Records excerpted from a collection
<<<<

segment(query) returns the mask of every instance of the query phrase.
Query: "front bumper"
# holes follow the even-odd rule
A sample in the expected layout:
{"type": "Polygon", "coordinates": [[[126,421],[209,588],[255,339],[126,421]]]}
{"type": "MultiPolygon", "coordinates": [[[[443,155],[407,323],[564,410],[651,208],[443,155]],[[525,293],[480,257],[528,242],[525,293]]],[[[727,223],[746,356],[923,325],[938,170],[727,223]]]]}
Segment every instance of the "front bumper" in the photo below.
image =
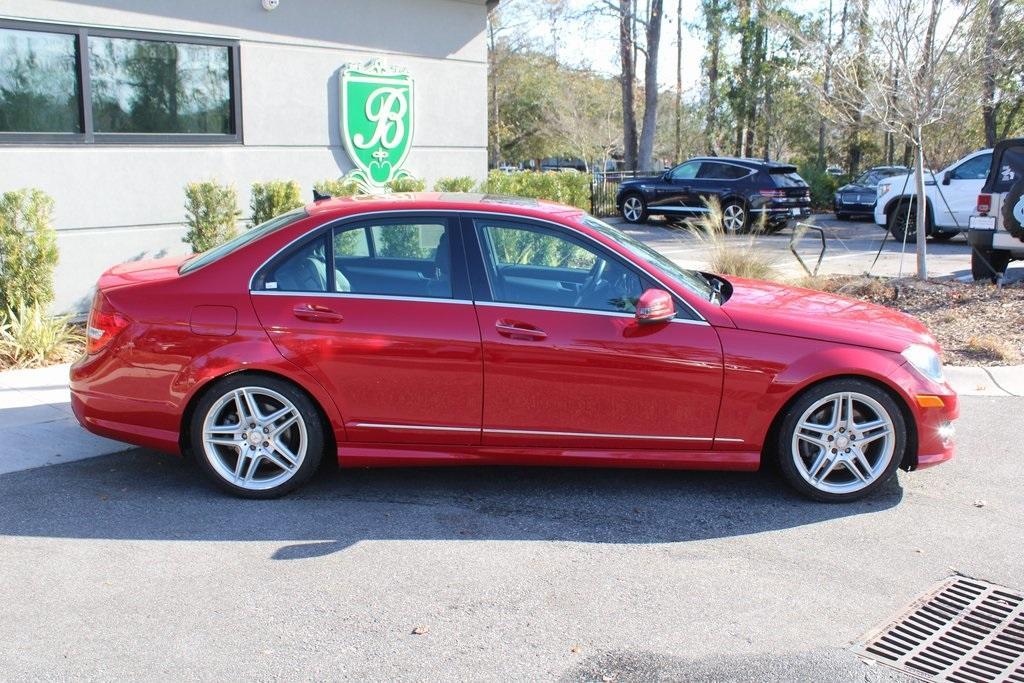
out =
{"type": "Polygon", "coordinates": [[[953,424],[960,416],[960,401],[948,382],[938,384],[921,377],[909,364],[896,369],[889,379],[896,383],[913,421],[914,438],[907,444],[902,466],[919,470],[951,459],[954,454],[953,424]]]}

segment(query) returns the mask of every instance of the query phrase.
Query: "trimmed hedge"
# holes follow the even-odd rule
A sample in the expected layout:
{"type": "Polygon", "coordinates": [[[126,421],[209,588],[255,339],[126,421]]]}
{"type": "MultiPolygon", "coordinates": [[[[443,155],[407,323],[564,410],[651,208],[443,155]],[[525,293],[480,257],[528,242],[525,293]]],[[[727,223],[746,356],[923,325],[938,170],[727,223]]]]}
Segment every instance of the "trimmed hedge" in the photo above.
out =
{"type": "Polygon", "coordinates": [[[0,197],[0,318],[16,306],[53,303],[57,232],[53,198],[42,190],[5,192],[0,197]]]}
{"type": "Polygon", "coordinates": [[[438,178],[434,183],[434,192],[472,192],[476,181],[472,176],[462,175],[454,178],[438,178]]]}
{"type": "Polygon", "coordinates": [[[238,194],[231,185],[215,180],[185,186],[185,223],[188,232],[182,242],[199,253],[223,244],[238,234],[238,194]]]}
{"type": "Polygon", "coordinates": [[[491,171],[482,192],[547,199],[590,210],[590,176],[578,171],[491,171]]]}
{"type": "Polygon", "coordinates": [[[300,194],[302,188],[294,180],[268,180],[265,183],[252,184],[251,226],[265,223],[286,211],[297,209],[304,204],[300,194]]]}

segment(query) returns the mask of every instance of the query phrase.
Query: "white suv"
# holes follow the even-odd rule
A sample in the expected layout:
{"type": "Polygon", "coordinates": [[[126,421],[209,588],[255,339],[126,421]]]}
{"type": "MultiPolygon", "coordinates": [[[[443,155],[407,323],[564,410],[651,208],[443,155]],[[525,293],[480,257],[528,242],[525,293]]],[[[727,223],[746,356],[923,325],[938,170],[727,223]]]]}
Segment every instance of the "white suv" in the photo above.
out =
{"type": "MultiPolygon", "coordinates": [[[[948,240],[967,229],[967,221],[974,213],[978,193],[991,165],[992,150],[979,149],[934,175],[925,171],[929,237],[948,240]]],[[[916,192],[913,173],[886,178],[878,184],[875,223],[888,229],[901,242],[905,229],[908,242],[917,239],[916,192]]]]}
{"type": "Polygon", "coordinates": [[[995,281],[1013,260],[1024,260],[1024,138],[1002,140],[970,218],[971,275],[995,281]]]}

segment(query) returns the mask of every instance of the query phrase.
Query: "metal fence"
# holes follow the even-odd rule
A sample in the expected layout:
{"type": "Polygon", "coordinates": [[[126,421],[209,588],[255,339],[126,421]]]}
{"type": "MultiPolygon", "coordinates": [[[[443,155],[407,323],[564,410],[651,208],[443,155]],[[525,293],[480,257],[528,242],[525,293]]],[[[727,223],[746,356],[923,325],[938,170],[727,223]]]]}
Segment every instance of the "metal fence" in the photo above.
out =
{"type": "Polygon", "coordinates": [[[590,213],[595,216],[614,216],[619,209],[615,206],[615,194],[623,180],[652,178],[661,171],[594,171],[590,176],[590,213]]]}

>>>>

Tally the lines in the data that contain the string "front". Report only the total.

__Your response__.
2